Exactly reproduce each line of the listing that follows.

• _Given data_
## BEGIN
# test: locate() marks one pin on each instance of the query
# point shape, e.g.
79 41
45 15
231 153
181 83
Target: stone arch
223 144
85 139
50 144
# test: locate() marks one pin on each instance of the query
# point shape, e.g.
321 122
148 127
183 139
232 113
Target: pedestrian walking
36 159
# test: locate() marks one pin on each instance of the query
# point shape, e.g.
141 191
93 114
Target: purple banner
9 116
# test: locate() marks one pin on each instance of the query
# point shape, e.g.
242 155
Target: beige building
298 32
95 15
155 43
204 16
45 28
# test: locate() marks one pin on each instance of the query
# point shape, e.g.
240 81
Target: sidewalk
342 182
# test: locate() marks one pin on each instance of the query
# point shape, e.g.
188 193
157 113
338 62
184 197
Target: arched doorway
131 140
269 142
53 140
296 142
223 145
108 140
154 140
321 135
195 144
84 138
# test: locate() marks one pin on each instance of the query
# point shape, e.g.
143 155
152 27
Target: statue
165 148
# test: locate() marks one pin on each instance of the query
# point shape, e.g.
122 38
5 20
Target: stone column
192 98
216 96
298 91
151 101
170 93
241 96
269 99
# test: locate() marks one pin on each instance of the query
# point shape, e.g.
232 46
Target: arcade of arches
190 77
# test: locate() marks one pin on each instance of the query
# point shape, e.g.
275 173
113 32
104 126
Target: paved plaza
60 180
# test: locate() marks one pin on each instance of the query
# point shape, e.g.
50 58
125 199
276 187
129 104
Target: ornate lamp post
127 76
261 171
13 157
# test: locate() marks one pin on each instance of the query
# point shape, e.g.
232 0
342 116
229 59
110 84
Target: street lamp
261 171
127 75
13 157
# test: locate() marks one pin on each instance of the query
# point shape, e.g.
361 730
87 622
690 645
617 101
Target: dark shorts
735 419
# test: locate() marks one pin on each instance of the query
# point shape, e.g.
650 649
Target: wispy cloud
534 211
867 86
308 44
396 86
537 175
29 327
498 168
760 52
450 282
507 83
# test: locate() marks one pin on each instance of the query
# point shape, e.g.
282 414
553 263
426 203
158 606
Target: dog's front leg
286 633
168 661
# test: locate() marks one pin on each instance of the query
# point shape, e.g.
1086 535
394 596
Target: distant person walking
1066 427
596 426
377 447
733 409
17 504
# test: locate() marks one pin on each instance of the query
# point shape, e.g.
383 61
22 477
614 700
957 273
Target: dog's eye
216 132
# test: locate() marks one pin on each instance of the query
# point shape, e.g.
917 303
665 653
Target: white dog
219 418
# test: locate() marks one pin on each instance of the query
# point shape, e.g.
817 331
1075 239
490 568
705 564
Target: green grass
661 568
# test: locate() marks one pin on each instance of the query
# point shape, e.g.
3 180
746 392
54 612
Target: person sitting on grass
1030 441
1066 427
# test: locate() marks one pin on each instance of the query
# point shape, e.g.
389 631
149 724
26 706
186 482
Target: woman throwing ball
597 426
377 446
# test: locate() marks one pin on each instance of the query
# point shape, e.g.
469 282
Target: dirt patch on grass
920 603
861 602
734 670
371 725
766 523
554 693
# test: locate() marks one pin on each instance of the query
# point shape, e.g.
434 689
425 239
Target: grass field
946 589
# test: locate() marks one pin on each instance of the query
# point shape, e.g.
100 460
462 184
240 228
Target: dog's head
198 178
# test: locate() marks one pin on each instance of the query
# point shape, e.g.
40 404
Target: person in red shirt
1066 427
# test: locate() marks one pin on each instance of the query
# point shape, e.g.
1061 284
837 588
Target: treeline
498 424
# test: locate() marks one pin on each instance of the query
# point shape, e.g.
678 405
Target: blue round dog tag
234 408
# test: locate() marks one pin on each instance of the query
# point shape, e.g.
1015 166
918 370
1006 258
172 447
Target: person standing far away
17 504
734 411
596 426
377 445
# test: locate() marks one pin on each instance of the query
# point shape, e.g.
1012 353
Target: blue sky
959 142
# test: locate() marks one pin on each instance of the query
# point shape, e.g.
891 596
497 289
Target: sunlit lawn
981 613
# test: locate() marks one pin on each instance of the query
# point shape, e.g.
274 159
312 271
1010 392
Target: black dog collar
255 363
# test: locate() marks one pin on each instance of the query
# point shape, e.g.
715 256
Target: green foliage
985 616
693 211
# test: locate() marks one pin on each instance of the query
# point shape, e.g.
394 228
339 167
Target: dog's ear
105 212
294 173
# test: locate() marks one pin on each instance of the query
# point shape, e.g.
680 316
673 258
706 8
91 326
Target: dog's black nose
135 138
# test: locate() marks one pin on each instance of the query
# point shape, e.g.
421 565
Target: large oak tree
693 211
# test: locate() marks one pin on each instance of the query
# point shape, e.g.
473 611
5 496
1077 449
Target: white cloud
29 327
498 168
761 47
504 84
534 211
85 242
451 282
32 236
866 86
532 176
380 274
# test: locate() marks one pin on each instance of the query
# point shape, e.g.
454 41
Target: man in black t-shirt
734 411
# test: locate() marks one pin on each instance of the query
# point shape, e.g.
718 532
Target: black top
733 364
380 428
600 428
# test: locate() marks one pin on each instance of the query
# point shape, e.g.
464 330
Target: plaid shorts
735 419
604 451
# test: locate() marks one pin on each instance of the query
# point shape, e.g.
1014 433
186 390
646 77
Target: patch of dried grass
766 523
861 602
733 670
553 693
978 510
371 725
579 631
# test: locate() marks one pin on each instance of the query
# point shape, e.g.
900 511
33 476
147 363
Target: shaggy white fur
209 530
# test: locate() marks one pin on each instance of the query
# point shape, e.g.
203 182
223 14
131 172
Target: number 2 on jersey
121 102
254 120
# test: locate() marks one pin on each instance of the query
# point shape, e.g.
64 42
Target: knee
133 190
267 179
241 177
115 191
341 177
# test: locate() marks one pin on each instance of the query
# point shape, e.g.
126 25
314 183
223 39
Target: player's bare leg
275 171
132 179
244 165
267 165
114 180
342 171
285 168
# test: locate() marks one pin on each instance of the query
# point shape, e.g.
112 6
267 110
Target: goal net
## END
• _Written reply_
# test: locate() marks one pin on each instance of the query
# point shape, e.g.
79 41
45 15
231 153
181 83
Target: stone arch
223 144
85 139
50 144
# test: locate() marks one pin on each instance of the query
# point shape, e.g.
321 122
148 127
183 139
232 113
Target: pedestrian walking
36 159
# test: locate() marks one pin on each instance of the query
# point shape, e.g.
141 191
93 114
Target: purple banner
9 116
# test: locate() marks one pin on each instance of the query
# point shape, e.g.
242 155
Target: beige building
298 32
95 15
155 43
204 16
45 28
# test: locate() marks one pin on each instance of the query
# point shape, e.g.
240 81
Target: sidewalk
342 182
# test: locate() marks one pin on each instance of the query
# point shape, e.g.
188 193
157 113
338 62
184 197
Target: arched doorway
131 140
269 142
53 140
296 142
223 145
108 140
154 140
321 135
195 144
84 138
# test: locate() marks one pin on each instance of the query
# point shape, e.g.
143 155
152 27
Target: statue
165 148
# test: locate() marks one pin on each instance of the query
# point shape, e.g.
122 38
5 20
Target: stone column
192 98
216 96
298 91
151 101
170 93
241 96
269 99
# test: locate() marks one pin on each instance of the query
# point shape, e.g.
232 46
Target: arcade of arches
190 77
# test: locate() marks one pin on each instance of the query
# point shape, e.g.
275 173
113 32
104 126
Target: paved plaza
60 180
# test: locate() marks one pin on each instance of the query
# point shape, e.g.
50 58
125 199
276 187
129 104
Target: ornate lamp post
127 76
261 171
13 157
# test: locate() marks one pin on each instance of the query
# point shape, e.g.
232 0
342 116
229 59
110 84
Target: street lamp
261 171
127 75
13 157
# test: locate() marks one pin on each instance of the query
# point shape, e.g.
361 730
87 622
690 645
617 101
Target: dark shorts
735 419
# test: locate() marks one pin on each instance of the query
# point shape, e.g.
650 649
Target: wispy cloud
534 211
867 86
308 44
396 86
537 175
29 327
498 168
760 52
450 282
507 83
# test: locate() marks one pin on each instance of the query
# point shape, e.g.
282 414
553 263
426 203
158 606
Target: dog's front leg
286 633
168 661
# test: locate() marks one pin on each instance of the query
# point shape, e.g.
1086 535
394 596
Target: distant person walking
1066 427
596 426
377 447
733 409
17 504
# test: locate() marks one pin on each instance of the query
# point shape, e.g.
383 61
22 477
614 700
957 273
Target: dog's eye
216 132
# test: locate() marks one pin on each instance of the query
# point shape, e.g.
917 303
665 653
Target: white dog
219 418
# test: locate() marks one pin on each instance of the query
# point shape, e.g.
817 331
1075 239
490 568
705 564
Target: green grass
661 568
# test: locate() marks one pin on each instance of the query
# point shape, e.g.
3 180
746 392
54 612
Target: person sitting on grass
1030 441
1066 427
# test: locate() marks one pin on each instance of the query
# point shape, e.g.
389 631
149 724
26 706
186 482
Target: woman throwing ball
597 426
377 446
# test: locate() marks one pin on each instance of the query
# point shape, e.g.
469 282
Target: dirt patch on grass
920 603
861 602
734 670
371 725
766 523
554 693
# test: locate() marks one pin on each instance of the query
# point shape, e.g.
434 689
425 239
Target: grass field
946 589
# test: locate() marks one pin on each instance of the query
# point shape, e.g.
100 460
462 184
240 228
Target: dog's head
198 178
# test: locate() marks one pin on each instance of the query
# point shape, e.g.
40 404
Target: person in red shirt
1066 427
# test: locate() marks one pin on each instance of the query
# point shape, e.g.
1061 284
837 588
Target: treeline
498 424
# test: locate() marks one pin on each instance of the query
# point shape, e.g.
678 405
Target: blue round dog tag
234 408
# test: locate() marks one pin on each instance of the query
# point shape, e.g.
1015 166
918 370
1006 258
172 447
Target: person standing far away
17 504
734 411
596 426
377 445
# test: locate() marks one pin on each instance of the query
# point shape, e.g.
1012 353
Target: blue sky
959 142
# test: locate() marks one pin on each instance of the query
# point shape, e.g.
891 596
497 289
Target: sunlit lawn
981 613
# test: locate() marks one pin on each instance of the query
# point shape, e.g.
274 159
312 271
1010 392
Target: black dog collar
255 363
# test: locate() marks one pin on each instance of the query
# point shape, e.g.
715 256
Target: green foliage
985 616
693 211
# test: locate() marks one pin on each instance of the query
# point shape, e.g.
394 228
339 167
Target: dog's ear
105 212
294 173
# test: locate() marks one pin on each instance of the query
# point shape, e.g.
680 316
673 258
706 8
91 326
Target: dog's black nose
135 138
# test: locate() marks one pin on each instance of the query
# point shape, e.g.
421 565
Target: large oak tree
693 211
# test: locate() marks one pin on each instance of the query
# point shape, e.g.
473 611
5 496
1077 449
Target: white cloud
29 327
498 168
761 47
504 84
534 211
85 242
451 282
32 236
866 86
532 176
380 274
# test: locate() marks one pin on each instance of the query
# point shape, e.g.
454 41
Target: man in black t-shirt
734 411
# test: locate() marks one pin on each instance of the query
# point shape, e.g.
718 532
Target: black top
733 364
380 428
600 428
# test: locate() marks one pin on each instance of the query
# point shape, e.g.
464 330
Target: plaid shorts
735 419
604 451
# test: locate() marks one pin on each instance of the query
# point shape, e.g.
1014 433
186 390
646 77
Target: patch of dried grass
766 523
861 602
733 670
553 693
978 510
371 725
579 631
# test: locate() marks one pin on each instance of the query
# point shape, e.g.
900 511
33 476
147 363
Target: shaggy white fur
209 530
# test: locate() marks one pin on each instance of the query
# point shape, e.g.
203 182
223 14
131 172
Target: number 2 on jersey
121 102
254 120
# test: locate() marks one pin on each instance of the query
# point shape, e.g.
64 42
Target: knee
133 190
267 179
241 177
115 191
341 177
# test: locate() marks one pin on each instance of the query
# point shape, e.g.
126 25
314 183
223 39
Target: player's bare leg
275 171
132 179
244 165
267 165
114 180
342 171
285 168
# test: locate() marks one pin on each instance of the query
# point shape, e.g.
112 6
267 110
Target: goal net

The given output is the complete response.